A shuffling machine is a machine for randomly shuffling packs of playing cards.

Because standard shuffling techniques are seen as weak, and in order to avoid "inside jobs" where employees collaborate with gamblers by performing inadequate shuffles, many casinos employ automatic shuffling machines to shuffle the cards before dealing. These machines are also used to reduce repetitive motion stress injuries to a dealer.

Shuffling machines have to be carefully designed, as they can generate biased shuffles otherwise: the most recent shuffling machines are computer-controlled. The randomness or otherwise of cards produced from automatic shuffling machines is the subject of considerable interest to both gamblers and casinos.

Shuffling machines come in two main varieties: continuous shuffling machines (CSMs), which shuffle one or more packs continuously, and batch shufflers or automatic shuffling machines (ASMs), which shuffle an entire single pack in a single operation. Batch shufflers are more expensive, but can avoid the problems associated with some continuous shufflers, whereby the shuffling operation only slowly changes the state of the deck, and new cards may be taken before shuffling has sufficiently randomized the pack, allowing some players to "shuffle track" cards through the shuffling process.

A widely reported, but unpublished, study by Persi Diaconis and Susan Holmes in 2000 resulted in the redesign of many shuffling machines. SIAM News later published a reasonably detailed discussion of its results.

SOURCE MATERIAL
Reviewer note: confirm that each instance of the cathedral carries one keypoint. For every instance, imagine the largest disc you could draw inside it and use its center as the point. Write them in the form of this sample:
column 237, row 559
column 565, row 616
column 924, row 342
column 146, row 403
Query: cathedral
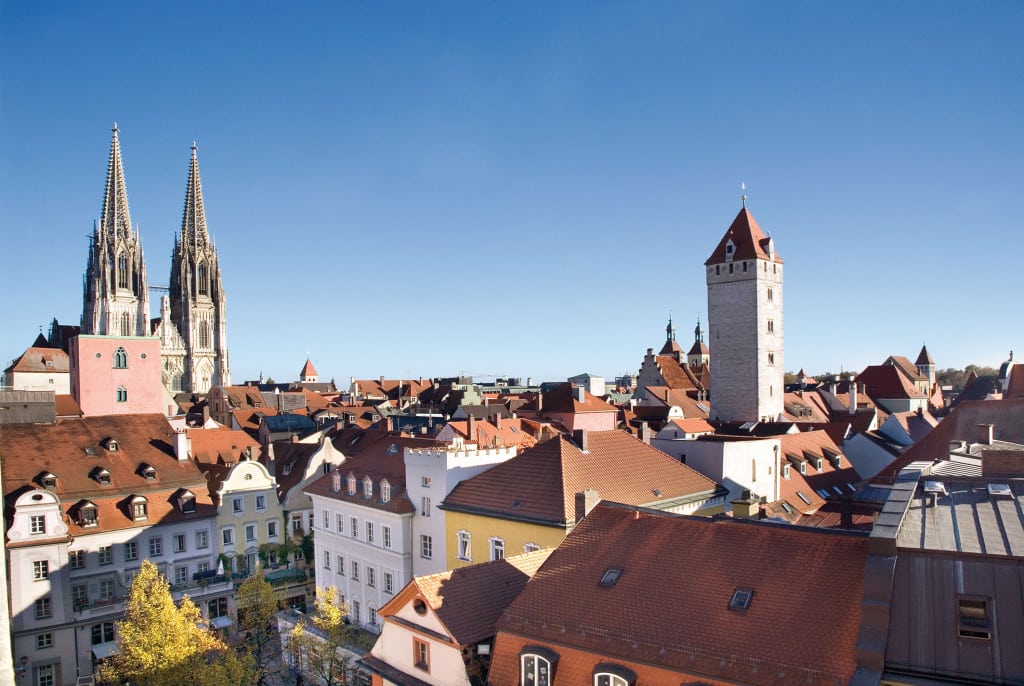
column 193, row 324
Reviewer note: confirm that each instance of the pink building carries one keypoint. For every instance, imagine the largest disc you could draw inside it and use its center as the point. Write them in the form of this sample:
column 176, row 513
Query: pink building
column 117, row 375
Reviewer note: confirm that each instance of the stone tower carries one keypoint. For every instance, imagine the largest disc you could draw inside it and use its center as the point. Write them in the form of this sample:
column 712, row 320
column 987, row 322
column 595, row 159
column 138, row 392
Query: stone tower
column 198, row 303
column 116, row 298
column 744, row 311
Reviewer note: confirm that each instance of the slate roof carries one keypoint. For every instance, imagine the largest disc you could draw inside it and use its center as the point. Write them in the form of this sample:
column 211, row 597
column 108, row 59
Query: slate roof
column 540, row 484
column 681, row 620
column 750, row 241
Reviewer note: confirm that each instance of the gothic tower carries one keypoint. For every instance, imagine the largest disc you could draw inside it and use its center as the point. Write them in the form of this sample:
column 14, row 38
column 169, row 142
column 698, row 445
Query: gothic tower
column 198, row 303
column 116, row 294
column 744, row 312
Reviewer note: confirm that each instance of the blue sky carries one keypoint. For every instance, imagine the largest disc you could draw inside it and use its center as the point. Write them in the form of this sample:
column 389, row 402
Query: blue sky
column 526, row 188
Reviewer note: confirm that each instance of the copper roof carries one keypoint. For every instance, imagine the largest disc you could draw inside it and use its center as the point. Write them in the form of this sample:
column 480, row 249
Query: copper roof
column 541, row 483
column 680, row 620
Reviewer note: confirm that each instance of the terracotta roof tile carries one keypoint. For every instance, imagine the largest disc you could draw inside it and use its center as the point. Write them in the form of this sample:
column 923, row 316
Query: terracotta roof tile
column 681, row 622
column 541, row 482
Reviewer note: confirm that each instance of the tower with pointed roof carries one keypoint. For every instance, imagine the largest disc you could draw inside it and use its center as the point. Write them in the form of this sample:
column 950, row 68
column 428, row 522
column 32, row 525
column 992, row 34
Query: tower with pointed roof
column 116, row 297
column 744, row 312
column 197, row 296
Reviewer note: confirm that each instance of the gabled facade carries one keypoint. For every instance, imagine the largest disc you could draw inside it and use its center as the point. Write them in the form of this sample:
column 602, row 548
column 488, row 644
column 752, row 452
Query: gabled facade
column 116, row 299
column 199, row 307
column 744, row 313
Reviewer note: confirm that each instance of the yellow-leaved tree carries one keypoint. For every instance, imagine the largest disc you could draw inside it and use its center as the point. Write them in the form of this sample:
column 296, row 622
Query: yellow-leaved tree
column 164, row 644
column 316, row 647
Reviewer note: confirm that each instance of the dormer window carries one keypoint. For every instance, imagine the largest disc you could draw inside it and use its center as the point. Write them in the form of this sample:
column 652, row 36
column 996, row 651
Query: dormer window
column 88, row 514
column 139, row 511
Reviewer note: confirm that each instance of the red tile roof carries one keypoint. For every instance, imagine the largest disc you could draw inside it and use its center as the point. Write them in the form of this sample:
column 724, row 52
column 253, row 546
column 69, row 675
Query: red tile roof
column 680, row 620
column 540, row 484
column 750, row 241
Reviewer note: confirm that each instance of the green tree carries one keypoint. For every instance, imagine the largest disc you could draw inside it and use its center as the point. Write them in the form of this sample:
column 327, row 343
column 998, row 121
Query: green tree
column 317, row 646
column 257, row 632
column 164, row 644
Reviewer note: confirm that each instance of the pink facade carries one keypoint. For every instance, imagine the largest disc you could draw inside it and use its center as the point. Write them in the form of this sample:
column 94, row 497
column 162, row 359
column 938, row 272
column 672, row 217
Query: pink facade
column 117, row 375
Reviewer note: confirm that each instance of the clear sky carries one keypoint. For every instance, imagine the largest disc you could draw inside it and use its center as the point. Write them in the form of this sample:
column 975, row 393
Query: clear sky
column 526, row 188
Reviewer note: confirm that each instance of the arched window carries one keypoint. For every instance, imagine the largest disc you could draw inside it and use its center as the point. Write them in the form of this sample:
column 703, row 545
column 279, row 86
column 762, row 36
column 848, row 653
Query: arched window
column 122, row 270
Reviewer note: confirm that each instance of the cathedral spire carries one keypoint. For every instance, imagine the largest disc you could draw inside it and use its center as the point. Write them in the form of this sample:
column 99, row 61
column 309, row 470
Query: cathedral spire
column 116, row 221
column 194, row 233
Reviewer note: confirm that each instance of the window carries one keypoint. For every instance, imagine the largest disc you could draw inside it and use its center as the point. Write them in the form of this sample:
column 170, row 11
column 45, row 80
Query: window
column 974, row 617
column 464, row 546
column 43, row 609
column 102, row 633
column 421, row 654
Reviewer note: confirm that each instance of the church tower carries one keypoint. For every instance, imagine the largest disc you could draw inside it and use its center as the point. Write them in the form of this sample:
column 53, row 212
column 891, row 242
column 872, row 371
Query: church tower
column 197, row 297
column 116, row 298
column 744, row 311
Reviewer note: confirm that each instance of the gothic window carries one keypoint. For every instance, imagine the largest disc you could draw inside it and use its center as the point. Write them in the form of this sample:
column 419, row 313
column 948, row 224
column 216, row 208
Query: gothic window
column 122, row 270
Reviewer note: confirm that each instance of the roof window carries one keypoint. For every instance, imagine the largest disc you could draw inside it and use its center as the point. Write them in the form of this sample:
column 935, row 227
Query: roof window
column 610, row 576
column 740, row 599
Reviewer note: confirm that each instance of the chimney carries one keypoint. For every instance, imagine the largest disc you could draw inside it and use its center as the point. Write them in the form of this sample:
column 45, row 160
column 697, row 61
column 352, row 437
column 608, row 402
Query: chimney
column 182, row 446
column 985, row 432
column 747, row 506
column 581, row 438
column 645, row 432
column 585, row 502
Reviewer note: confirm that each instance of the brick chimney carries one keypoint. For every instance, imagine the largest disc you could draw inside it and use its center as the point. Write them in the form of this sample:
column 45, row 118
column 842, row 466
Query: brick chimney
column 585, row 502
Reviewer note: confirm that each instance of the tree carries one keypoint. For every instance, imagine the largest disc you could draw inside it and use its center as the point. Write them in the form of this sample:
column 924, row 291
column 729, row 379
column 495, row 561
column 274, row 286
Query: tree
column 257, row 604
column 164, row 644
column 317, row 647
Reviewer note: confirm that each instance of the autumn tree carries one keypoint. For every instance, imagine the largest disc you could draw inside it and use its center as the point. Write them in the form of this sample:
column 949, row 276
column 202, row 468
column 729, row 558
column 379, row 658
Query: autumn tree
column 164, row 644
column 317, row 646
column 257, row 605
---
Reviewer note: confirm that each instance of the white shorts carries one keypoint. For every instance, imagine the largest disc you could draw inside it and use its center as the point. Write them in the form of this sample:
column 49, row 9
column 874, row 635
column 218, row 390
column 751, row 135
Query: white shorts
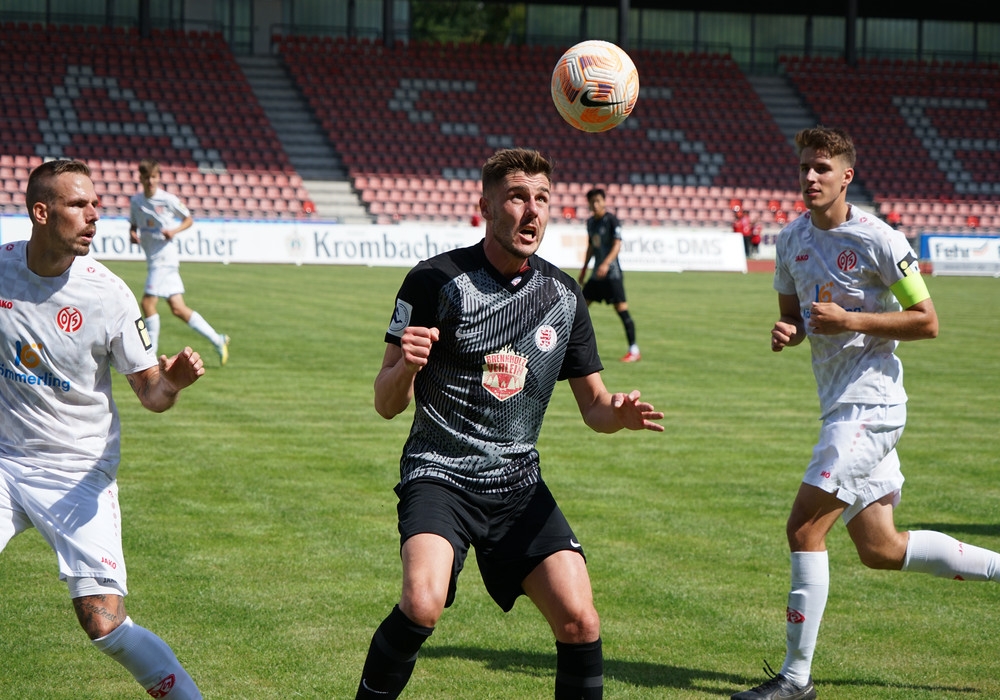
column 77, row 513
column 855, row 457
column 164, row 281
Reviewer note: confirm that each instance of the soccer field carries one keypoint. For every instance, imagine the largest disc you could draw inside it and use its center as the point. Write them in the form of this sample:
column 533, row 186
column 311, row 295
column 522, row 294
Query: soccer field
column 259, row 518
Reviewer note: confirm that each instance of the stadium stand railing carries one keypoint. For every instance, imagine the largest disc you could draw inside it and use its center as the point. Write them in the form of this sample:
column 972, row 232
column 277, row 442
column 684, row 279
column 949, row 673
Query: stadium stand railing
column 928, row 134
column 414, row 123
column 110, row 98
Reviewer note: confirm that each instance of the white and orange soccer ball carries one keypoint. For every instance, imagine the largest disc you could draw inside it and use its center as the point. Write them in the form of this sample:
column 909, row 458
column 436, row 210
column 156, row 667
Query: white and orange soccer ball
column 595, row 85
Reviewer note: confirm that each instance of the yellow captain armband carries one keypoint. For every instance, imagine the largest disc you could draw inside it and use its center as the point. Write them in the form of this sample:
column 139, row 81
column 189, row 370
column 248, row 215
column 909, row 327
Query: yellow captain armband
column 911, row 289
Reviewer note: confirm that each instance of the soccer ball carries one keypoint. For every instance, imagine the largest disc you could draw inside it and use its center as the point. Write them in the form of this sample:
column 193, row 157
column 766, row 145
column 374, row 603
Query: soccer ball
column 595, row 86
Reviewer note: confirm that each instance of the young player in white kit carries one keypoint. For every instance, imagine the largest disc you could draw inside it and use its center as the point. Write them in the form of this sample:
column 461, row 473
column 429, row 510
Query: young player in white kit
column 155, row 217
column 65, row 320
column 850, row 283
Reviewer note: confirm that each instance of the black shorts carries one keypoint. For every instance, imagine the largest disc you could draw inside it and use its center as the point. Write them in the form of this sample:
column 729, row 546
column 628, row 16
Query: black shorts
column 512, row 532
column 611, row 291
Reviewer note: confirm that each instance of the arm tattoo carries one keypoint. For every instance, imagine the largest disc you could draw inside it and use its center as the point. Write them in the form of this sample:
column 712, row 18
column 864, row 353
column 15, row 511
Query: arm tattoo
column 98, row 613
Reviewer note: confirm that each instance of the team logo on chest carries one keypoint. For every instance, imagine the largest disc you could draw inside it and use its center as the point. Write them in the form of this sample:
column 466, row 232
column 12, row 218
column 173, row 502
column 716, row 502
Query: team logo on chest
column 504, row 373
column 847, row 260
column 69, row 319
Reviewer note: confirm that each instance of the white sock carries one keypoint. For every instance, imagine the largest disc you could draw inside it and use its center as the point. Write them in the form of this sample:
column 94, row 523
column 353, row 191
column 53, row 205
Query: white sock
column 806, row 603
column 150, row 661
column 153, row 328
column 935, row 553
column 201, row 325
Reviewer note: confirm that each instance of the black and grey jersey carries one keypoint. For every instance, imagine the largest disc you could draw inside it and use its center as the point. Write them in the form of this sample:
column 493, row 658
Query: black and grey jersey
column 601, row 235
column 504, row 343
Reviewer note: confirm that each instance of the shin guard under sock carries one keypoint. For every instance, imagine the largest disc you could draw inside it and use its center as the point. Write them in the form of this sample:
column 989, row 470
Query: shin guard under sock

WHAT TO DO
1. In the passage on shuffling machines, whose 2000 study led to the redesign of many shuffling machines?
2. Reproduce word for word the part of the passage on shuffling machines starting with "Shuffling machines come" and going on through "the shuffling process.".

SOLVED TASKS
1. Persi Diaconis and Susan Holmes.

2.
Shuffling machines come in two main varieties: continuous shuffling machines (CSMs), which shuffle one or more packs continuously, and batch shufflers or automatic shuffling machines (ASMs), which shuffle an entire single pack in a single operation. Batch shufflers are more expensive, but can avoid the problems associated with some continuous shufflers, whereby the shuffling operation only slowly changes the state of the deck, and new cards may be taken before shuffling has sufficiently randomized the pack, allowing some players to "shuffle track" cards through the shuffling process.